Textauszug ▸

========

Thomas Gottschalk, so lese ich im heutigen Oe24-Newsletter, trennt sich nach 46 Jahren von seiner Ehefrau Thea (73), weil er sich in eine 57jährige verliebt habe – eine „hochdotierte Controllerin beim deutschen TV-Sender SWR“. Sein Alter wird nicht angegeben – er  wird demnächst 69, also mitten in der late-life-crisis – dafür wird seine Ehefrau als „geschasste“ bezeichnet (https://www.oe24.at/leute/deutschland/Gottschalk-Trennung-So-erfuhr-Thea-von-der-Neuen/373805846?sc_src=email_2616807&sc_lid=201773149&sc_uid=sZ0UbgJkX1&sc_llid=15518&sc_eh=a5d69149b3c4f2131).

Nun könnte man von der „Gewalt“ der Liebe sprechen, der man nicht widerstehen kann. Das ist eine Ausrede für die eigene Untreue, vor allem aber für die Gewalt gegenüber der Partnerperson.

Auf ein „Neumodell“ zu wechseln wie bei einem Auto oder Fernsehapparat ist eine Verhaltensmöglichkeit, die vor allem viel über die Beziehungsfähigkeit und soziale Kompetenz des quasi „Käufers“ oder „Mieters“ aussagt, der offenbar, wenn möglicherweise nur unbewusst, an seinen „Gewinn“ denkt.

Es gibt nämlich auch andere Verhaltensmöglichkeiten als dem Zitat aus Oscar Wildes Roman „Das Bildnis des Dorian Gray“ zu frönen, wo es heißt, „Der einzige Weg, eine Versuchung loszuwerden, ist ihr nachzugeben“: Es bietet sich Ablenkung an oder Unterdrückung – aber da erzeugt der Druck meist nur noch mehr Gegendruck – oder Integration.

========

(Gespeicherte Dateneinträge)
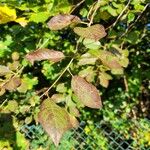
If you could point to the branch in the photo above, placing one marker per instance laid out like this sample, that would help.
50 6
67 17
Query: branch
119 15
131 25
66 68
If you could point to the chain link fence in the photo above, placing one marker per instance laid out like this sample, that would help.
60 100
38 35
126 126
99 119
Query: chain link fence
98 136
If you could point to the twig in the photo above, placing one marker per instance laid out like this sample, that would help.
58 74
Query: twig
77 5
131 25
93 15
125 83
3 103
66 68
44 43
70 72
119 15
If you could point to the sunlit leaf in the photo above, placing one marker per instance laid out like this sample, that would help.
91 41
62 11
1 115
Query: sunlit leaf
4 70
95 32
55 120
45 54
7 15
86 92
61 21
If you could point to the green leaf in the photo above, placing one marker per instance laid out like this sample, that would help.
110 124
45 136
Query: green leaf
133 37
131 17
86 92
87 59
112 11
39 17
55 120
4 70
117 71
109 60
95 32
12 84
104 79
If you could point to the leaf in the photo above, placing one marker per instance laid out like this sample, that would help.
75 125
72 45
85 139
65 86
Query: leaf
91 44
87 59
95 32
7 15
22 21
55 120
12 84
45 54
57 98
109 60
4 70
104 79
86 92
39 17
61 21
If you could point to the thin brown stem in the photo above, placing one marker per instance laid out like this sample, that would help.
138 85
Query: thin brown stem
77 5
111 26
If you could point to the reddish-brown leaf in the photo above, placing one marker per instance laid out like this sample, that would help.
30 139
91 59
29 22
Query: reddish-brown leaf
55 120
45 54
109 60
95 32
61 21
86 92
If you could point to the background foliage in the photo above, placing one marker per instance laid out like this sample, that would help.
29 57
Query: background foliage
124 92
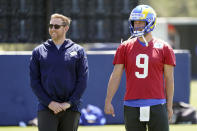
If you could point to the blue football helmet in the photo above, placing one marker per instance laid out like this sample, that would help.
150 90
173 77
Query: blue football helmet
142 13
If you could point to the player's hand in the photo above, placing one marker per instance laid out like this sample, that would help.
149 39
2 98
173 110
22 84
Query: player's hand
56 107
109 109
65 105
170 113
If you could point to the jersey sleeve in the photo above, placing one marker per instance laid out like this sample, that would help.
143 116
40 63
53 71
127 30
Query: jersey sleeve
169 56
119 57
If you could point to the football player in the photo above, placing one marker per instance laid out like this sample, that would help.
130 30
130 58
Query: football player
149 64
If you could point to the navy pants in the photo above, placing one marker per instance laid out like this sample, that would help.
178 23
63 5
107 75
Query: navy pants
64 121
158 119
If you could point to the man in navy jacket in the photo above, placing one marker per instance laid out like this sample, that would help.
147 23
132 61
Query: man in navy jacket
58 76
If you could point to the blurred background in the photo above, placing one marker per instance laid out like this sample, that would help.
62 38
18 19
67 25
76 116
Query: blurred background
106 21
98 25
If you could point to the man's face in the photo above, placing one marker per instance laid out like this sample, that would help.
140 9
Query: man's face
139 25
56 29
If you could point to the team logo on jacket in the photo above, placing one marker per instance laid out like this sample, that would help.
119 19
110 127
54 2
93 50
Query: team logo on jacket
158 45
74 53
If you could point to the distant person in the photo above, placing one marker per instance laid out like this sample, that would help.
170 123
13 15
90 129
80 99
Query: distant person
149 64
58 76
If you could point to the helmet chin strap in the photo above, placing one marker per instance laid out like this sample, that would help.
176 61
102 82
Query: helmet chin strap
145 41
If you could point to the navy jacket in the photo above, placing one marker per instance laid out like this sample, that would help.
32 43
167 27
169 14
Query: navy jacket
58 75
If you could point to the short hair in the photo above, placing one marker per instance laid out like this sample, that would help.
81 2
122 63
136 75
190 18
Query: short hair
66 20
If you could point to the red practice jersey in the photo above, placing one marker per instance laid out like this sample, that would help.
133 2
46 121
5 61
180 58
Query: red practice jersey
144 67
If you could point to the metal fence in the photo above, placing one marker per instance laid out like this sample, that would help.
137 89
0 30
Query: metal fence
92 20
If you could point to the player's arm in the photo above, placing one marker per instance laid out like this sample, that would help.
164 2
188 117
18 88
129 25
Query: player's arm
169 81
113 85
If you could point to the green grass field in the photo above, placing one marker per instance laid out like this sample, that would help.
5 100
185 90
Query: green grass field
180 127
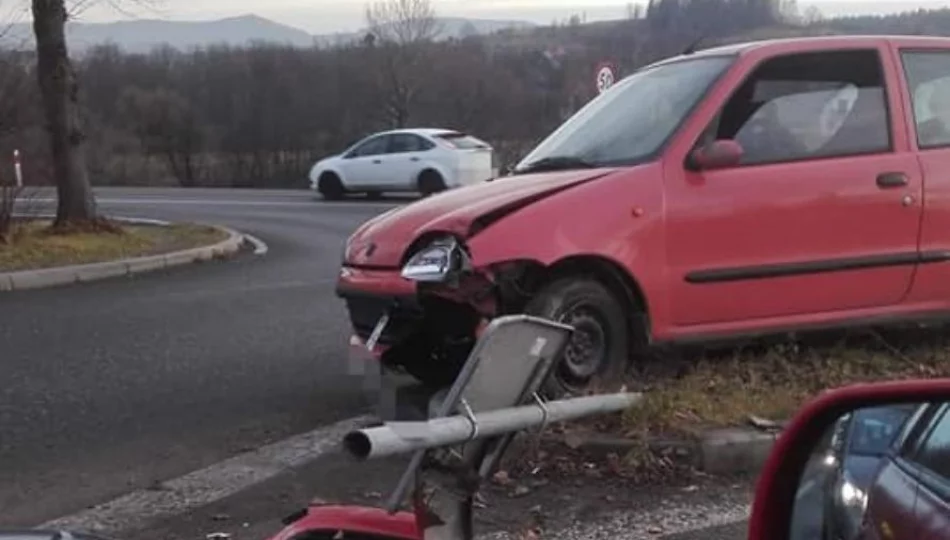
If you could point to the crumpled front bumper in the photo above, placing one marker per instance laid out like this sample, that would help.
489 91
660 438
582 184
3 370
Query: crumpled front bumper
369 294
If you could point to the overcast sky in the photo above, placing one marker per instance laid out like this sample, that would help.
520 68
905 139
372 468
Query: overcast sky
324 16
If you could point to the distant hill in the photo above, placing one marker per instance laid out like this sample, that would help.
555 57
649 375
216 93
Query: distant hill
448 27
142 35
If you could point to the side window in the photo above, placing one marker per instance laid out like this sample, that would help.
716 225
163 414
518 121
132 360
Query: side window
928 78
371 147
934 451
407 142
809 106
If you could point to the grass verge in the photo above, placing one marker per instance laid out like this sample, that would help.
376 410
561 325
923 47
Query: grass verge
773 382
34 245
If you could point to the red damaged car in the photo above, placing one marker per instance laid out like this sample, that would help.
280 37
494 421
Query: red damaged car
747 189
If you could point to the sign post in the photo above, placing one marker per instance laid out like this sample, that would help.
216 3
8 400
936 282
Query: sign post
18 170
605 76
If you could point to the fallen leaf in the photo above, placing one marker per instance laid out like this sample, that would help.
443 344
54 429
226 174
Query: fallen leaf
501 478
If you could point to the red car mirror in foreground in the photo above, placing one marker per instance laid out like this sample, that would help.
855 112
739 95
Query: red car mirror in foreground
864 462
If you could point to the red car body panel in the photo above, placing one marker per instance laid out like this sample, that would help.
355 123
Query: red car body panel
454 211
890 512
352 519
777 487
672 231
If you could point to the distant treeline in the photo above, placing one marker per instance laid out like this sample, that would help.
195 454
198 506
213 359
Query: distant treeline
258 116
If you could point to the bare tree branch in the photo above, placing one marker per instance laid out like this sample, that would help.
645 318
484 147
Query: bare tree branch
403 22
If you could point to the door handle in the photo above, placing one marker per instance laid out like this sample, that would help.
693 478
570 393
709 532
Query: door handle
891 180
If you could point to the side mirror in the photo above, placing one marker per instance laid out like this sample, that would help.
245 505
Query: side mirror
718 154
802 496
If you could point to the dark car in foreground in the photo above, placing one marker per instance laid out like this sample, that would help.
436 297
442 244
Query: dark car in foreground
858 446
910 496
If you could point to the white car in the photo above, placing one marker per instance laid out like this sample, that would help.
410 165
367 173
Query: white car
423 160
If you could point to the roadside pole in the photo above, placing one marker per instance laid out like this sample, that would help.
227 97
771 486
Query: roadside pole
17 168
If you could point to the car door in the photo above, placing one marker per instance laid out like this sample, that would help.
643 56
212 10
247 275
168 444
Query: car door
363 166
927 79
407 153
821 215
930 467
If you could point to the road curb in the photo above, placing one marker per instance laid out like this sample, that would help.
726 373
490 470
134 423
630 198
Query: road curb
727 451
84 273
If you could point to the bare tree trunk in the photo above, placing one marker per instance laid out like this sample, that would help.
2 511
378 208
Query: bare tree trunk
60 90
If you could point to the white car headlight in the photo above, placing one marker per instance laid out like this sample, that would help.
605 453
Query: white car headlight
437 262
852 496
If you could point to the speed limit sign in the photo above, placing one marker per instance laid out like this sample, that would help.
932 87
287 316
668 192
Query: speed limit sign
605 77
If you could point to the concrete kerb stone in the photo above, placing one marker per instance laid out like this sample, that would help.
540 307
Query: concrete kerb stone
727 451
65 275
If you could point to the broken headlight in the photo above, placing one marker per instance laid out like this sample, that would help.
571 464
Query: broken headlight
437 262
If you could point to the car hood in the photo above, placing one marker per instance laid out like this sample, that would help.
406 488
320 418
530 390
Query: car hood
382 241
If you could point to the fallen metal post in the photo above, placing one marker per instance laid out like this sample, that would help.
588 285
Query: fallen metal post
402 437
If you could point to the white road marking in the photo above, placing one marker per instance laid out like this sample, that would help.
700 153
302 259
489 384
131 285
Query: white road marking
260 248
138 508
217 202
671 519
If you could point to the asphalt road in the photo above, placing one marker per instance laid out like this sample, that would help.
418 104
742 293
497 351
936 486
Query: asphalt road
116 385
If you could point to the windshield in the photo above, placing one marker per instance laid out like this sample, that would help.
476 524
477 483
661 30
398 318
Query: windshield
632 120
875 428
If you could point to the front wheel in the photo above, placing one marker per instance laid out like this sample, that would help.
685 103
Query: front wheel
599 349
330 186
430 183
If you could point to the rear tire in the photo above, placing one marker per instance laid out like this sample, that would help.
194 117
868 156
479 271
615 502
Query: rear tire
330 187
430 183
598 352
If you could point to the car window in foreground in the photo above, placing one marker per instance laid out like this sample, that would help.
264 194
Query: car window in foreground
633 119
934 454
462 141
875 428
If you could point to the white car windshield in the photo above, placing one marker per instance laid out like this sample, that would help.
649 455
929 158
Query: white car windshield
632 120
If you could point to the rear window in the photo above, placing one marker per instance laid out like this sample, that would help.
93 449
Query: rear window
462 141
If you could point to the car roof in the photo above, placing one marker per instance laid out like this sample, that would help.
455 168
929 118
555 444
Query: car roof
788 45
431 132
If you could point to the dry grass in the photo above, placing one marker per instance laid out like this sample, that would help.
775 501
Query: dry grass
773 382
34 244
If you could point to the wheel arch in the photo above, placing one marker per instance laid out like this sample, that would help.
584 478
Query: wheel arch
438 168
606 271
332 171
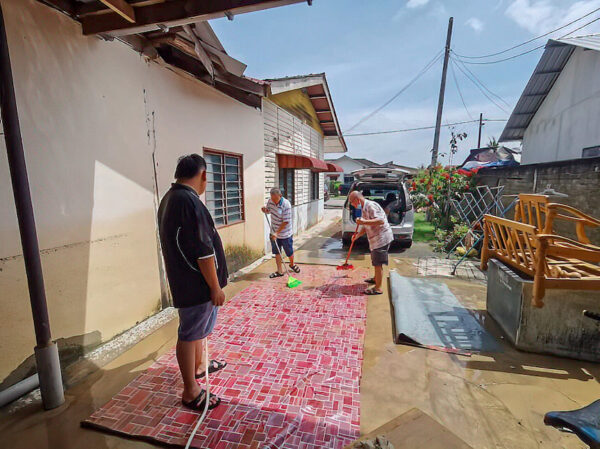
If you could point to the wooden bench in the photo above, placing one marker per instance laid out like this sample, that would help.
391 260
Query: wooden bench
551 260
538 211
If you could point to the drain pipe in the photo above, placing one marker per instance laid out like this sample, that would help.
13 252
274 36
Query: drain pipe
19 389
46 351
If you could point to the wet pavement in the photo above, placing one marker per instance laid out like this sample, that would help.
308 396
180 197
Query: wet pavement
489 400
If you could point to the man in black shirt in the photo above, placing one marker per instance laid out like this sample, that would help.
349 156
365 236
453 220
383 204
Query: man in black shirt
197 272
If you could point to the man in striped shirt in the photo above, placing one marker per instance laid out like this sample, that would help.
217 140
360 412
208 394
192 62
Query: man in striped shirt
281 231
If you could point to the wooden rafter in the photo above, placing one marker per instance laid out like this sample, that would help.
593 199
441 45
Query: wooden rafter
122 8
173 13
222 82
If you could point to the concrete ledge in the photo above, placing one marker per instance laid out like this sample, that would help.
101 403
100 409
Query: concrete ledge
558 328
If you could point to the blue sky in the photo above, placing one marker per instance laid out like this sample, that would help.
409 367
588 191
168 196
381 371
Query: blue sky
371 49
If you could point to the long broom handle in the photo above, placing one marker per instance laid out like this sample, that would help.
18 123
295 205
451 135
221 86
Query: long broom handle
351 245
276 245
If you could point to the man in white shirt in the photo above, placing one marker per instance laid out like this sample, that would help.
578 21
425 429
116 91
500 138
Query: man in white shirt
281 231
373 222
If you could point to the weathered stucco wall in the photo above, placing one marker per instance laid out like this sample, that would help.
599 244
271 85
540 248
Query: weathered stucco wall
567 121
95 117
579 179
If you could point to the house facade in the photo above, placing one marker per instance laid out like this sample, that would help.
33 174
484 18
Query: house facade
349 164
300 127
556 117
103 123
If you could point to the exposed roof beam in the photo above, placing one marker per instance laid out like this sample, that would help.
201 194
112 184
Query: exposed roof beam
192 66
221 75
122 8
82 9
173 13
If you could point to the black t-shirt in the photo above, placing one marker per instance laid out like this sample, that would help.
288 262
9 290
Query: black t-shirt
187 233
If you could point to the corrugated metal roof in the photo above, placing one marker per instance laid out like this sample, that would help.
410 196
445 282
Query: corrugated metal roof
551 64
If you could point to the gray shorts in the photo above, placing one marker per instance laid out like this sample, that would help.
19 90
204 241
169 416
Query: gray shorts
196 322
379 256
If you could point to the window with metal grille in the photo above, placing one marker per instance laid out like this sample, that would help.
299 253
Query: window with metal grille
314 186
225 187
286 184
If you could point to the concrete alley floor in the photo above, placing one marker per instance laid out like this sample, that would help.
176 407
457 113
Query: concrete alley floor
490 401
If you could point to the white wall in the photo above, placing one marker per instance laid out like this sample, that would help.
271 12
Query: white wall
348 165
568 119
94 115
286 133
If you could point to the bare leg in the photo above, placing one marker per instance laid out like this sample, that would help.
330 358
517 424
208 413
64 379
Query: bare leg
186 358
200 368
279 263
378 277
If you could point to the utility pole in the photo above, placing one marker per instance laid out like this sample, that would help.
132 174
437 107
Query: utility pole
438 123
46 351
480 126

========

Arbeitsauftrag 1 ▸ Gib im Textauszug über Gottschalks Trennung den Absatz, der mit „Auf ein ‚Neumodell‘ zu wechseln“ beginnt, kürzer wieder und behalte dabei seine wesentlichen Aussagen bei.
Arbeitsauftrag 2 ▸ Knüpfe an den letzten Satz des Textauszugs über Gottschalks Trennung an und schreibe den Text von dort aus weiter.

Ergebnis 1 ▸ Wer wie bei einem Auto oder Fernsehapparat auf ein „Neumodell“ wechselt, verrät damit vor allem viel über seine Beziehungsfähigkeit und soziale Kompetenz. Ein solcher „Käufer“ oder „Mieter“ denkt offenbar an seinen „Gewinn“, möglicherweise auch nur unbewusst.

Ergebnis 2 ▸
Integration bedeutet, sich selbst als verliebt wahrzunehmen und abzuwarten, wie lange dieser Zustand – quasi eine Mini-Psychose (so die Einschätzung von Sigmund Freud) dauert, welche Zukunftsphantasien er auslöst und ob er Belastungen aushält – und Lebensentscheidungen aufzuschieben. (Auch während man sich in Psychotherapie befindet, soll man keine Lebensveränderungen vornehmen, ohne sie in der Therapie zu besprechen: „Reflektieren, nicht agieren!“ lautet die „Spielregel“, weil ja vieles Unterdrücktes – Wünsche, Begehrlichkeiten, aber auch Ängste und Rachebedürfnisse etc. — aufsteigt aber erst verarbeitet werden muss, und das braucht Zeit.) Unter Verliebtheit verbergen sich ja oft narzisstische Bedürfnisse – Zugewinn an Bewunderungsenergie, Unterstützung bzw. Versorgung in Zeiten beruflicher oder privater Belastung, oder aber Dankbarkeit. Oft verliebt man sich, wenn man sein Berufsumfeld ändert und – oh Wunder! – findet man jemand attraktiv, der oder die bei der Eingewöhnung oder Wissensansammlung hilfreich ist. Ich denke da an etliche Klientinnen, die von den Nachfolgern ihrer Vorgesetzten, deren Chefsekretärin sie waren, wild umworben wurden – bis derjenige alles wusste, was er für seinen Erfolg brauchte, und sie dann aus seiner Nähe hinausekelte, oft sogar mittels Ghosting (d. i. Kommunikationsabbruch).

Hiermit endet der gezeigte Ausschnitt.